Transcribe exactly the line containing "In the picture above, where can the sofa arm" plus every later line in the data.
-- Material provided follows --
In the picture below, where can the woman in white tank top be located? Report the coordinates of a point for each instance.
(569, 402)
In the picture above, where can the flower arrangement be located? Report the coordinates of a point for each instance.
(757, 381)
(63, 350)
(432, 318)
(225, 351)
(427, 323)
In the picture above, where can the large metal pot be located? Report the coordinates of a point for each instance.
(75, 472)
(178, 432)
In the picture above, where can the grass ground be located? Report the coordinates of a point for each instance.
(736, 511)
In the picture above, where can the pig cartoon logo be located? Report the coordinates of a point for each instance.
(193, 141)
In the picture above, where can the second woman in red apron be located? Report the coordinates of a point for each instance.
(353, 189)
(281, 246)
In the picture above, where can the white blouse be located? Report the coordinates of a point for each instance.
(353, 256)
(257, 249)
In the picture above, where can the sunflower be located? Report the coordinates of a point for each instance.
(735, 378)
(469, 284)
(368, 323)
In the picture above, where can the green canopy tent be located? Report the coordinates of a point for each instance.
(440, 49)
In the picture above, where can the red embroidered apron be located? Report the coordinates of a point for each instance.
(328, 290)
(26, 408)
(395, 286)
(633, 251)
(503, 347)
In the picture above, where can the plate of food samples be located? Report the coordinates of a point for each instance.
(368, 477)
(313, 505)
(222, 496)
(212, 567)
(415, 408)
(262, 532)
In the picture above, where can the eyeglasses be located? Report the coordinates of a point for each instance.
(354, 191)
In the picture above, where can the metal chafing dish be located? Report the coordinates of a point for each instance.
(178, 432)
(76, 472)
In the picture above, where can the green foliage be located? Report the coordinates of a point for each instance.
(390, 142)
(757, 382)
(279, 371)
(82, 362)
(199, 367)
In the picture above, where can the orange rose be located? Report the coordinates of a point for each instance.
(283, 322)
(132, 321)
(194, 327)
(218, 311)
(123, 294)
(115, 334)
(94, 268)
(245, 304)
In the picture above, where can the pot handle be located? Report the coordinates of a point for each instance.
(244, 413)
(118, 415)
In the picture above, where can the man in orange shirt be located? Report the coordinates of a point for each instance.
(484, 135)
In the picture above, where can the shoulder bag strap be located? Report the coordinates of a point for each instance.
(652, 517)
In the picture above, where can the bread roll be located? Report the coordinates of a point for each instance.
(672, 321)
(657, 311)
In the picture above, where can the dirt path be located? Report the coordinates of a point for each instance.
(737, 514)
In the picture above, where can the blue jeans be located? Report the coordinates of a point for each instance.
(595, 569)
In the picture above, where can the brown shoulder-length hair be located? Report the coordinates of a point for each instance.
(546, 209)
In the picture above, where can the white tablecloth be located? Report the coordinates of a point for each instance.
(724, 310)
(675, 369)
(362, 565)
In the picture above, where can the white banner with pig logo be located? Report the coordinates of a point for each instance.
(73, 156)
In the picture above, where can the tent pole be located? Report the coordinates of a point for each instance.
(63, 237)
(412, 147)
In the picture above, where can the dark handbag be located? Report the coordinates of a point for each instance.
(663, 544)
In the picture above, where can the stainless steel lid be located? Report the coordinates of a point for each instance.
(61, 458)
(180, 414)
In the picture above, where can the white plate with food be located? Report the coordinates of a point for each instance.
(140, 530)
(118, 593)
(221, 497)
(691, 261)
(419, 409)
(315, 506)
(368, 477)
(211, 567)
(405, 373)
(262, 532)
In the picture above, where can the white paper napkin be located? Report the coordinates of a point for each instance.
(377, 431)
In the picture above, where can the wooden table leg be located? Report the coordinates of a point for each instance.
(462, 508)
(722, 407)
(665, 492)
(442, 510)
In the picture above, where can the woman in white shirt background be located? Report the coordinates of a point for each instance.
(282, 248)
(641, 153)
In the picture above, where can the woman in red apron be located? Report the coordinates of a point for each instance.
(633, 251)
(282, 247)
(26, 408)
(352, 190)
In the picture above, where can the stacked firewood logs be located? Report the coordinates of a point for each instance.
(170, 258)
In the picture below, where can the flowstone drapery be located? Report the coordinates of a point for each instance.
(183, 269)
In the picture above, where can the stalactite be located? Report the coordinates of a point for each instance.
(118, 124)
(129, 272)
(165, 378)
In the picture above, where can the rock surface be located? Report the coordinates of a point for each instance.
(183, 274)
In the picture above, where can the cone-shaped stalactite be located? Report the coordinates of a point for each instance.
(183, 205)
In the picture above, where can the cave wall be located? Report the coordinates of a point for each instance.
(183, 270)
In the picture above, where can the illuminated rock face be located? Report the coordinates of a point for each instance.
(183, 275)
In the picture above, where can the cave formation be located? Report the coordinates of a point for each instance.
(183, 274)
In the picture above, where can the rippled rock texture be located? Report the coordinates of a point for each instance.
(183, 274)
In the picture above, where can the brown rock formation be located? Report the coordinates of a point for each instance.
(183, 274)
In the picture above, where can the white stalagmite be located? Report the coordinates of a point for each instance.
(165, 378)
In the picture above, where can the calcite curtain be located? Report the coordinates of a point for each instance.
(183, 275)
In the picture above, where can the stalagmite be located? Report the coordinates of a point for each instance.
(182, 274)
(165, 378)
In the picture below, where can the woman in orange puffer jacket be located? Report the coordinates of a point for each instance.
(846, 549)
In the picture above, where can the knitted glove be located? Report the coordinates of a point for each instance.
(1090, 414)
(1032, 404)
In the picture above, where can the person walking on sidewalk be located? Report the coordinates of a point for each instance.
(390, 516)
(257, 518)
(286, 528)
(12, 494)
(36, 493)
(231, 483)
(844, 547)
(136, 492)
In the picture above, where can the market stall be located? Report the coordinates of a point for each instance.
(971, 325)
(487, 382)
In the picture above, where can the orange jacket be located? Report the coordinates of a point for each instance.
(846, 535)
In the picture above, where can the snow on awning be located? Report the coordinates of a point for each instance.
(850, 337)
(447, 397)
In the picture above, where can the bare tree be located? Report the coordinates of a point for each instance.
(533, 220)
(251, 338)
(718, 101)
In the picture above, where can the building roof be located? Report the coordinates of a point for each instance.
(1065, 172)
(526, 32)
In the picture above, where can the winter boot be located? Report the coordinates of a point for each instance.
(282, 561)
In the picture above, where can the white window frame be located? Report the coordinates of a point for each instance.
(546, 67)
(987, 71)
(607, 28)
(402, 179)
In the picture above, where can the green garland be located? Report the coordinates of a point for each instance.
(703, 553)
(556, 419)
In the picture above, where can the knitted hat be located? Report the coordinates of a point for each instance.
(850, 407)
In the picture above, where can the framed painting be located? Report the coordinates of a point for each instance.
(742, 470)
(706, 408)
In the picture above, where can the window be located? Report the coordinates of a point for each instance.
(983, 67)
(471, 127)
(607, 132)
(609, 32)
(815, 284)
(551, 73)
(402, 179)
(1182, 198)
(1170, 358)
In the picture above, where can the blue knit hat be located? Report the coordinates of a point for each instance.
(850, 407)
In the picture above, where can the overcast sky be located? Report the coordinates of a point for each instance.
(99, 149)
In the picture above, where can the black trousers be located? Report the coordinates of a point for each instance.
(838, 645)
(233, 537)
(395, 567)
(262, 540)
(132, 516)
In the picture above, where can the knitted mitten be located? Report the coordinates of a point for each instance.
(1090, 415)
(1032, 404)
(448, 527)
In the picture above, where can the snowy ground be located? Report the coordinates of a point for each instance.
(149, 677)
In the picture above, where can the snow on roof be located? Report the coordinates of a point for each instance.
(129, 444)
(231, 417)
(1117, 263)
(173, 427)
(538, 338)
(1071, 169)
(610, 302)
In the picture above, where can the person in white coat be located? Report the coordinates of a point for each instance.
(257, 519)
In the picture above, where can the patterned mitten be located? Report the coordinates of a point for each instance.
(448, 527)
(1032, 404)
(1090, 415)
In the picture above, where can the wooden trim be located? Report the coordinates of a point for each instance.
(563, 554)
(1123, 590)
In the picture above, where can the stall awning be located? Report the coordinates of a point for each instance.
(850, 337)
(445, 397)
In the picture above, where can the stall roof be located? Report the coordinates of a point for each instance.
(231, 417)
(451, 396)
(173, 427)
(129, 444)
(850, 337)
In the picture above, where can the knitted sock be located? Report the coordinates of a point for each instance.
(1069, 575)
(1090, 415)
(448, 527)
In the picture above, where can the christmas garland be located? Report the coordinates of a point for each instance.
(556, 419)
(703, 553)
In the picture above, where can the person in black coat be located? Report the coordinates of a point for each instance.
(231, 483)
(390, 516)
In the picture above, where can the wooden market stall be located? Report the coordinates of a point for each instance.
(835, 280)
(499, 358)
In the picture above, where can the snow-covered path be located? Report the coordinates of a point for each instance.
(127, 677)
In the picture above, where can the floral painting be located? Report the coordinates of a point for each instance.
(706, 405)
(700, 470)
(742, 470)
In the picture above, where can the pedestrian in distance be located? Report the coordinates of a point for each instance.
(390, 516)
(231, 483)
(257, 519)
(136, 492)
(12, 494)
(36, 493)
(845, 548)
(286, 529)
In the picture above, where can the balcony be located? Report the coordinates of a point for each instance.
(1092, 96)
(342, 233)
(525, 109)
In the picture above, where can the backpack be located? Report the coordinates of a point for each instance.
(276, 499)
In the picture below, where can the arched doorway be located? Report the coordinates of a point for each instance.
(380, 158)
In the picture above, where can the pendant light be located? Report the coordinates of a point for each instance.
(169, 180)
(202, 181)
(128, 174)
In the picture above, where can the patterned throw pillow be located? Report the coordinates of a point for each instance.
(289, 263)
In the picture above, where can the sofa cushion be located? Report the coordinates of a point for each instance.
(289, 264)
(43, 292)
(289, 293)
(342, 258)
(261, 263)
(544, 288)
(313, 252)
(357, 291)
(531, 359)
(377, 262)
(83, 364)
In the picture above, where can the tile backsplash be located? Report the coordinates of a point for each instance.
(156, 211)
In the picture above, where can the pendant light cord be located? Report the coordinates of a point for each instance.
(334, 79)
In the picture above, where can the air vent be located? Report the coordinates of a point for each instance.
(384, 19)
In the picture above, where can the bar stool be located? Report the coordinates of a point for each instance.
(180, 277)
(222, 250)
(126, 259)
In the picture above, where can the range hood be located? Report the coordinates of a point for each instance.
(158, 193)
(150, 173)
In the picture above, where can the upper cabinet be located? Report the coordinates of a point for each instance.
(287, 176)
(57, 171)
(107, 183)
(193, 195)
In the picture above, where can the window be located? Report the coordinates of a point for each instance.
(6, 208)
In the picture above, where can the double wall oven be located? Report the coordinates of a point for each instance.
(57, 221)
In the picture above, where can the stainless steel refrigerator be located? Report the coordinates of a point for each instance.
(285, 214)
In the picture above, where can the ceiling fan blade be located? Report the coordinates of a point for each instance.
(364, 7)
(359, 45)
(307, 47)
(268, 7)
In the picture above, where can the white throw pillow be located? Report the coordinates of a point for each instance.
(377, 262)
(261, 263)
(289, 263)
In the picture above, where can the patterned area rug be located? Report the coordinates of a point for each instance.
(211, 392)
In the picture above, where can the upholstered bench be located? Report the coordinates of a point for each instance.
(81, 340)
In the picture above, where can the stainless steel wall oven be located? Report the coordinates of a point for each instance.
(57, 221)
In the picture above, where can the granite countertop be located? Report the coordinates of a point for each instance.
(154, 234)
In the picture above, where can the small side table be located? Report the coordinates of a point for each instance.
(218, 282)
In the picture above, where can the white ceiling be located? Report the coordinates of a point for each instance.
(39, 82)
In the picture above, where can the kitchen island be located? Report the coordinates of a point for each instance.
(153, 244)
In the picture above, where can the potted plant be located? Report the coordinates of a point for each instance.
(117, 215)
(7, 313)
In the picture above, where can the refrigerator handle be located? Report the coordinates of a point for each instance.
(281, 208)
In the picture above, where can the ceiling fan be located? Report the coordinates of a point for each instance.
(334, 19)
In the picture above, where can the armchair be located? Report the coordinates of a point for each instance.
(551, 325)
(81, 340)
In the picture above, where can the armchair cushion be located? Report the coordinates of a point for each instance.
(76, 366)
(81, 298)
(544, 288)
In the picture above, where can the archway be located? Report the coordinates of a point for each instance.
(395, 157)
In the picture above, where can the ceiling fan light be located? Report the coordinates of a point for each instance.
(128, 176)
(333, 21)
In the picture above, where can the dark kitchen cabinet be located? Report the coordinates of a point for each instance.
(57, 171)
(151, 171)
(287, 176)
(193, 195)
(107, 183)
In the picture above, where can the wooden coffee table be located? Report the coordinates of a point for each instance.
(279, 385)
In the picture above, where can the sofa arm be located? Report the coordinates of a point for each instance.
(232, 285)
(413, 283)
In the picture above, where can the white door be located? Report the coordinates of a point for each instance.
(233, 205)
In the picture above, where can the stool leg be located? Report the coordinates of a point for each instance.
-- Material provided concluded --
» Final answer
In the picture above, where can the sofa arm be located? Report the coordinates of a point for each instance.
(232, 285)
(413, 283)
In the picture above, where can the white door be located? Report the coordinates of a point for each instance.
(233, 205)
In the picture above, where can the stool leg be located? Report the coordinates of a point for each instance.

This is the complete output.